Rewrite every one of the rows below as a numbered list, leaving out any blank lines.

◆ Data rows ◆

※ ※ ※

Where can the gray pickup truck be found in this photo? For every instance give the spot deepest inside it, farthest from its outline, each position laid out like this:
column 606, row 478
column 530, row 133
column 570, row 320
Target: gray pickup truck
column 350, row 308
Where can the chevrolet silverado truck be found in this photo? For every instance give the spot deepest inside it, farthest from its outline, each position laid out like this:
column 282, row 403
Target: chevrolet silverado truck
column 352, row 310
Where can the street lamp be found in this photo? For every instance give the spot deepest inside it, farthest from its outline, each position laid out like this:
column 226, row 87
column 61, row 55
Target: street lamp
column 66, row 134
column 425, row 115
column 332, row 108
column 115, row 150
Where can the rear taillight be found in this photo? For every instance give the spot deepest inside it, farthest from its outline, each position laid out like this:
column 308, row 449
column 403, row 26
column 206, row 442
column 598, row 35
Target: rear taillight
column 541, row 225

※ ※ ※

◆ Exercise answer ◆
1. Where can the gray pickup truck be found in this photo? For every instance give the spot deepest inside it, farthest from its outline, each position laid out like this:
2. column 606, row 478
3. column 530, row 133
4. column 570, row 320
5. Target: gray pickup truck
6. column 350, row 308
7. Where can the chevrolet silverado truck be found in this photo? For every instance give the spot deepest inside it, farthest from its outline, each position laid out like this:
8. column 282, row 403
9. Target: chevrolet silverado truck
10. column 352, row 310
11. Where can the street lamp be found in this photo? For every instance give the spot deepest inside it, farthest from its outline, each position laid out like this:
12. column 226, row 87
13. column 61, row 55
14. Target: street lamp
15. column 66, row 134
16. column 425, row 115
17. column 332, row 108
18. column 115, row 150
19. Where can the rear taillight be found in this photo? For every instance give the spot deepest inside it, farthest from its outline, each position laid out like this:
20. column 308, row 449
21. column 403, row 26
22. column 206, row 442
23. column 598, row 35
24. Target: rear taillight
25. column 541, row 225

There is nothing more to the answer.